ЗАДАНИЯ ДЛЯ ВЫПОЛНЕНИЯ >>
1: Покажите все строки листинга, в которых есть слово «pile», с учётом регистра букв.
2: Допишите текст о книге Чака «Задетые вечностью», начав сразу после его последнего предложения.
***** ИЗВЛЕЧЁННЫЙ ТЕКСТ
Художник: Зане Эрнштрейте. Предоставлено издательством Jaromir Hladik press

Свет стрелков

В своей книге Чак сознательно выбрал позицию наблюдателя. Причем наблюдает он не с какой-то астральной поэтической высоты. Он все время в гуще событий. Он дышит пеклом и гарью смертельно опасного боя. Он задыхается от запаха горелого человеческого мяса. Наверное, лучшие страницы «Задетых вечностью» — это как раз описание кровавой бойни. Такое чувство, что поэт был там и все видел своими глазами. Хотя доподлинно известно, что в военных операциях он по возрасту не принимал участия, а был лишь медбратом в передвижном военном госпитале. Но ожог от войны останется в его душе на всю жизнь.

Может, поэтому он и порывался все время вернуться к страшным воспоминаниям юности — и когда в 1930 году написал первую поэму цикла «Возвращение стрелков», еще не зная, что из этого получится его лучшая книга, и когда издавал первую и вторую книги в конце 1930-х годов. По сути, Чак вел двойную жизнь, как и многие его современники. 

Фото: Wikimedia Commons

В первой он был благополучным сочинителем модных стихов и красивых романсов, завсегдатаем рижских кафе и ресторанов, известным донжуаном. А во второй — одиноким безумцем, навсегда обожженным войной, извлекающим из себя все новые рифмы и метафоры, как осколки из открытой раны. Даже сейчас читать больно. И нет тут никакого героизма, только ужас, кровь и смерть («Во тьме их пули настигают, валят наземь/ И топят в каше из травы и грязи»). И никакого просветления. Одна ярость. И мольба, чтобы ярость не покинула в последний миг («Ярость, горькая, глухая, ополчись на вражью стаю./ Видишь, Латвия пылает»).
**********
***** ДАННЫЕ ДЛЯ РАБОТЫ
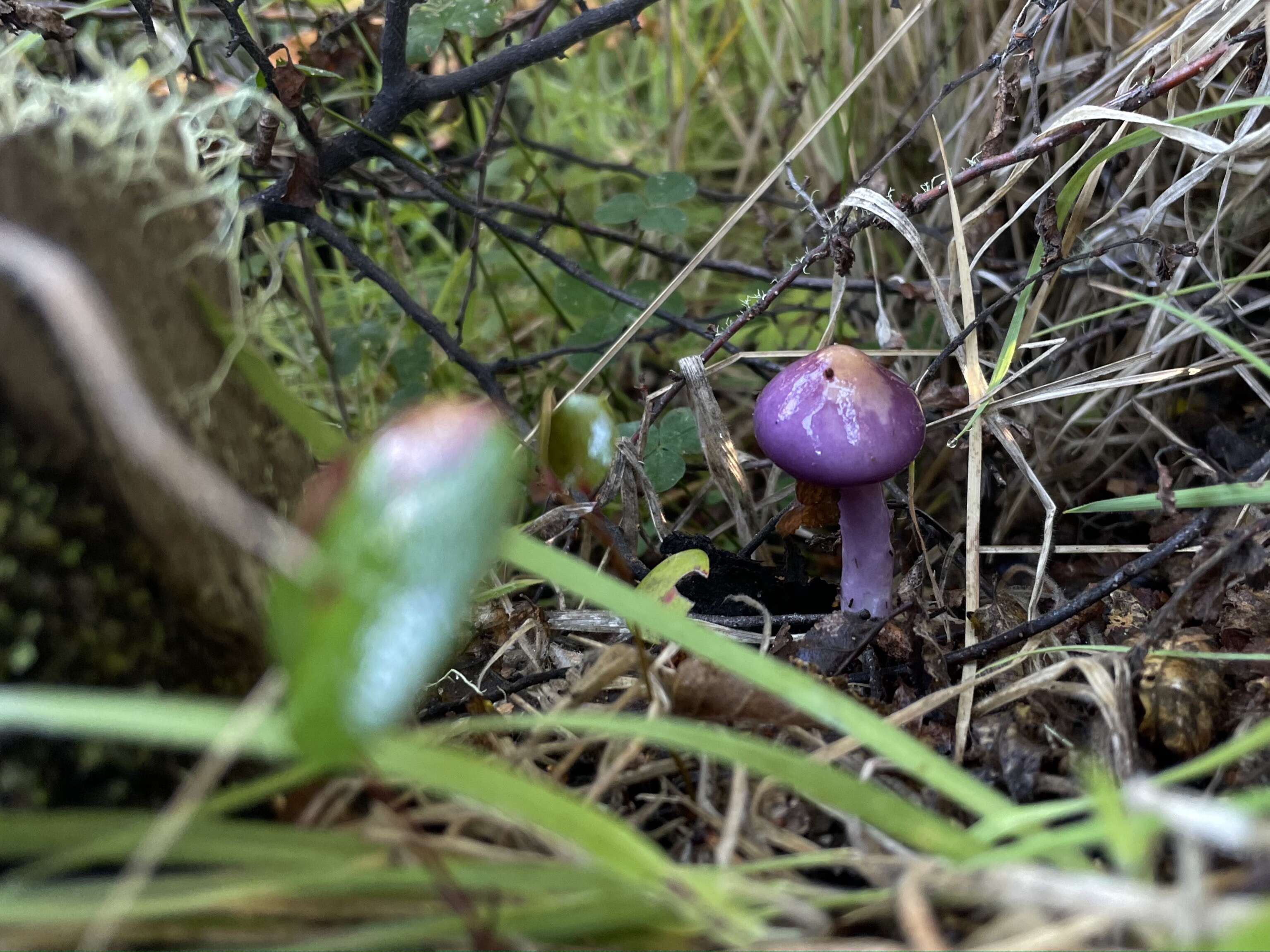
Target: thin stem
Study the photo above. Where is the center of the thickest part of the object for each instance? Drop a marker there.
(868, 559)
**********
***** ДАННЫЕ ДЛЯ РАБОТЫ
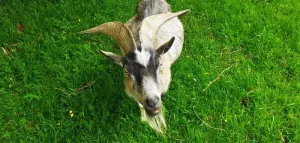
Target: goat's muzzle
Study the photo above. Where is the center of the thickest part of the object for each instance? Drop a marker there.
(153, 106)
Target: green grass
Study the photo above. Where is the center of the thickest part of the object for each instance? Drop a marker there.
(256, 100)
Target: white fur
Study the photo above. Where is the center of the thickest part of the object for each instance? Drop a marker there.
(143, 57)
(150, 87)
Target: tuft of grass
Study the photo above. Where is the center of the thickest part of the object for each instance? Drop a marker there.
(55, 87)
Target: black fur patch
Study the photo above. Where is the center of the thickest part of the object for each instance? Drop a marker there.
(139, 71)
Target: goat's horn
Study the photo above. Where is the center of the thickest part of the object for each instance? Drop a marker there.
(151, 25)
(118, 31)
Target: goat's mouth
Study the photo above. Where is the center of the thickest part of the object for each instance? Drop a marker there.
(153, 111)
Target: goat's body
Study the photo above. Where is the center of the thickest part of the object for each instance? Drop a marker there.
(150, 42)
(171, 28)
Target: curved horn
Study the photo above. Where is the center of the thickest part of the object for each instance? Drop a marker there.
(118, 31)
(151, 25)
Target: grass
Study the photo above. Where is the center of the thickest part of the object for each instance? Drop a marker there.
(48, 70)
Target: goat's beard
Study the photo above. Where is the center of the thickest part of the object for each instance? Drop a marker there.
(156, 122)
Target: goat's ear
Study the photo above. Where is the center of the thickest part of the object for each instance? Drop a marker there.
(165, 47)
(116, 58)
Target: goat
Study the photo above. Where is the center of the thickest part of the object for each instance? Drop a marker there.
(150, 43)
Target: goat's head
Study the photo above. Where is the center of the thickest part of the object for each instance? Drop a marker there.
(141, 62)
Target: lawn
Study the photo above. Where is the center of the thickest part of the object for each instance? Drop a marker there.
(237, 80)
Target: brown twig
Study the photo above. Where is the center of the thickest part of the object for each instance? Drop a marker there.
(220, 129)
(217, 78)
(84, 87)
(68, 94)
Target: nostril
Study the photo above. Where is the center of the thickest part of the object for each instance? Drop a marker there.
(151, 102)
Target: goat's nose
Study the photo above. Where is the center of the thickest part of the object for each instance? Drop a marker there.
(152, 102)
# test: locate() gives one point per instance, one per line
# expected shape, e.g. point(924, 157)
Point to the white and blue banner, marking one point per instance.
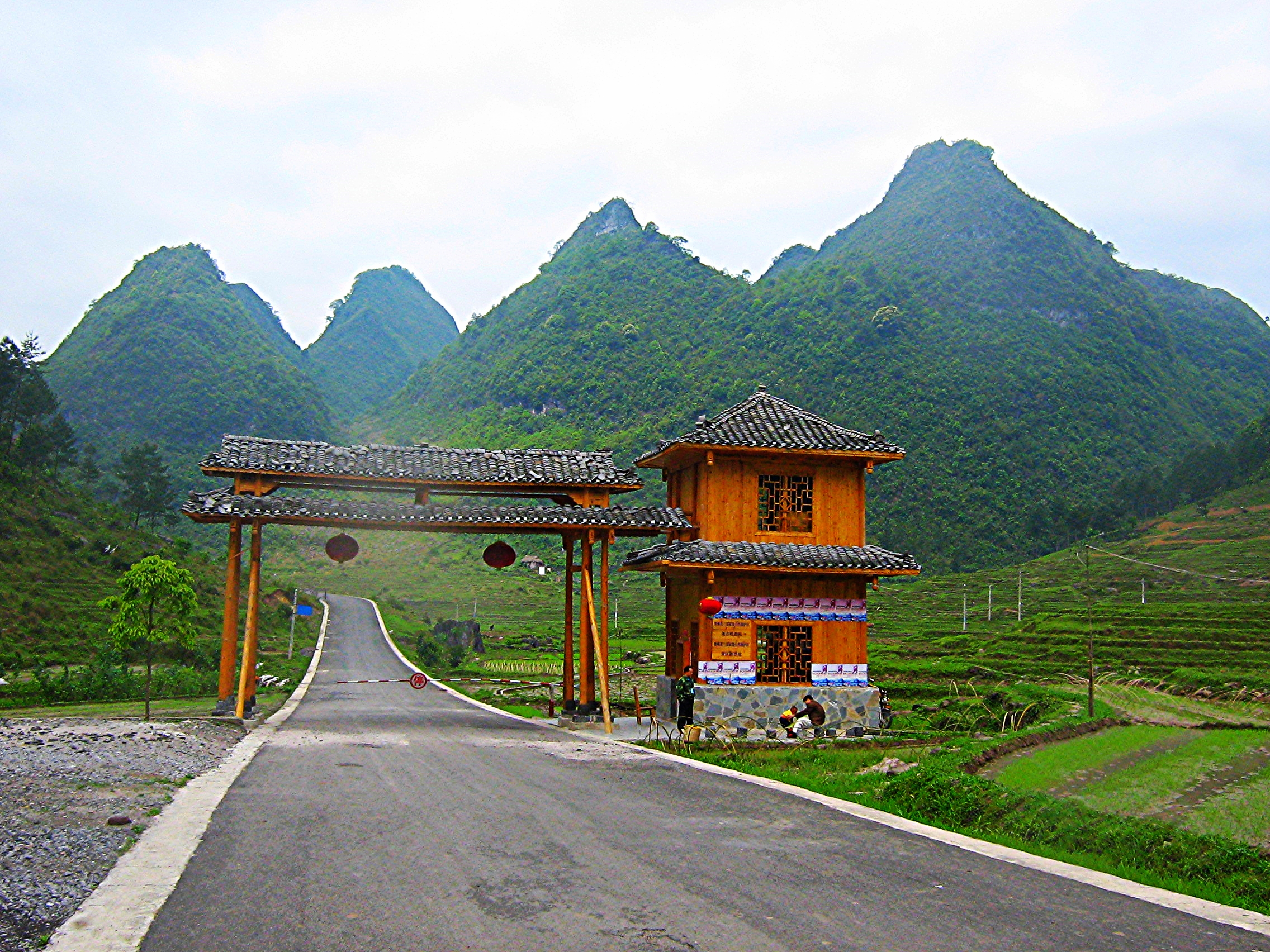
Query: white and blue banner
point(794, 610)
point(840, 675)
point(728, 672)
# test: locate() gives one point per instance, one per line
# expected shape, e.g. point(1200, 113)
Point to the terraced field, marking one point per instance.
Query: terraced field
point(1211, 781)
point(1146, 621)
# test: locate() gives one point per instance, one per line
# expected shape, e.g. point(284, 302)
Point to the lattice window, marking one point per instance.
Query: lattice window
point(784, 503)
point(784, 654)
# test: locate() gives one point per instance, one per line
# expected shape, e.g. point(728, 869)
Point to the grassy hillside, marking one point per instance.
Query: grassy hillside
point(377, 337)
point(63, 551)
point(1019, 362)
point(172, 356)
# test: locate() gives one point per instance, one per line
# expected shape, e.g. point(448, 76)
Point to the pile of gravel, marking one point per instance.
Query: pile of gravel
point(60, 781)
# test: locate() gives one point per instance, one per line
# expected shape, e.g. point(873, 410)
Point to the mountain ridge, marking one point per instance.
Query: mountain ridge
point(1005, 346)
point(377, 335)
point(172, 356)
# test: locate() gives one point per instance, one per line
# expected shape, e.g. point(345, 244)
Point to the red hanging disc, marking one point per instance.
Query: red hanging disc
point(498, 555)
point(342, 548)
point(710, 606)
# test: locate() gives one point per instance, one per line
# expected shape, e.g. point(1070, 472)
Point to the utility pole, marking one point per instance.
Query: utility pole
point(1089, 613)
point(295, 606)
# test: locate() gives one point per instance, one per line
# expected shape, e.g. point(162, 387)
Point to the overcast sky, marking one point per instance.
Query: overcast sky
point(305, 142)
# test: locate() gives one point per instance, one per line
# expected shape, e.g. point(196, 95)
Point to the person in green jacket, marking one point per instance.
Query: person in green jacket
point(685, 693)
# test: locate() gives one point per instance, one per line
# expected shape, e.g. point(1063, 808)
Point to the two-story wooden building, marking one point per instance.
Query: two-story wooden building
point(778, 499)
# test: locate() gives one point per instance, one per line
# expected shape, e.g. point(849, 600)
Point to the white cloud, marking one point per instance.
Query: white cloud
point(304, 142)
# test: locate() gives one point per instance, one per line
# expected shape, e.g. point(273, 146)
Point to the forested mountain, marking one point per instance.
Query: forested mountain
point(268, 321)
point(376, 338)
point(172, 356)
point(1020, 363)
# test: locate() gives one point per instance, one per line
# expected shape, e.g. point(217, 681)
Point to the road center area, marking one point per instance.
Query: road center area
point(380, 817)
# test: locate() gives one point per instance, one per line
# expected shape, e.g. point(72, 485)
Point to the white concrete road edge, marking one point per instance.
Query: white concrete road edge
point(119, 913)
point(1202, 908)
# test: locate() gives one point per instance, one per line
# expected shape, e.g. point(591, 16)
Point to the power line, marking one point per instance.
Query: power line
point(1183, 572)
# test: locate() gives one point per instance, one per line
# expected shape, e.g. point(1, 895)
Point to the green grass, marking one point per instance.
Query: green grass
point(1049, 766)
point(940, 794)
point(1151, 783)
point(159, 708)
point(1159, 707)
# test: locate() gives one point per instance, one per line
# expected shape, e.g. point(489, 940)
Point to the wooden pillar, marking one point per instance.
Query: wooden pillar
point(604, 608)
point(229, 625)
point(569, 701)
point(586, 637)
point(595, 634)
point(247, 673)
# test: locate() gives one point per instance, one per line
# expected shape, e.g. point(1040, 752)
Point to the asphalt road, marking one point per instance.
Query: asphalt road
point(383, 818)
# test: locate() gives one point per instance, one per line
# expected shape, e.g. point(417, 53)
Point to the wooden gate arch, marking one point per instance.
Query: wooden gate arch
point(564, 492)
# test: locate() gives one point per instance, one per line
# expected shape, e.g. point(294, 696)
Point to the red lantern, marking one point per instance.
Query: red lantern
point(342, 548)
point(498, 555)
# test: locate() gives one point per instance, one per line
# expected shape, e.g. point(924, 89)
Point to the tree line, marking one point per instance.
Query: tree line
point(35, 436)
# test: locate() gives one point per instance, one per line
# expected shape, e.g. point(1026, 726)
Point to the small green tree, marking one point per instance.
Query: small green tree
**********
ОТВЕТЫ ПО ПОРЯДКУ >>
1:
Point to the pile of gravel, marking one point per instance.
Query: pile of gravel

2:
А в финале Чак видит себя стоящим ночью на берегу Даугавы, около железнодорожного моста. В зареве по небу идут все восемь стрелковых полков. В этом грозном финале слышится нечто вагнеровское. Голос поэта — как победный звук горна, устремленный в небеса, где всех ждет стрелковая Валгалла, призрачный и несбыточный рай. 

По лицу провожу рукою:

Поздний вечер, метель замела,

Все горит свет стрелков надо мною,

Не затмить, не зашить его мглою —

Раскален горизонт добела.

Поэма ширилась, набирала силу, дыхание. Чак задумал четыре книги, но фактически увидят свет только две. Обе были встречены с огромным интересом. Придет настоящий, серьезный успех. О нем впервые заговорят как о большом поэте, который способен изменить местоположение Латвии на карте европейской литературы. И престижная денежная премия имени Анны Бригадере, которую Чак получит в 1940 году, казалась только началом его восхождения к новым вершинам. 

Но нет, фактически это был финал. От публикации двух новых частей поэмы ему придется отказаться. Причины слишком очевидны: вначале советское вторжение, потом пришли немцы, четыре тяжелых военных года… Не до стихов. Окончание немецкой оккупации и приход Красной армии Чак приветствовал со всем своим поэтическим энтузиазмом.

Тебя мы ждали так, как ждут рассвета,

Когда владычат всюду ночь и страх.

Так в жизни ждут лишь раз, так ждут ответа —

Остаться жить, иль превратиться в прах…

Но уже в том же победном 1945 году его книга «Задетые вечностью» окажется в цензурном списке запрещенной литературы. Официальное мнение: поэма прославляет старых латышских стрелков и призывает к борьбе за независимость Латвии.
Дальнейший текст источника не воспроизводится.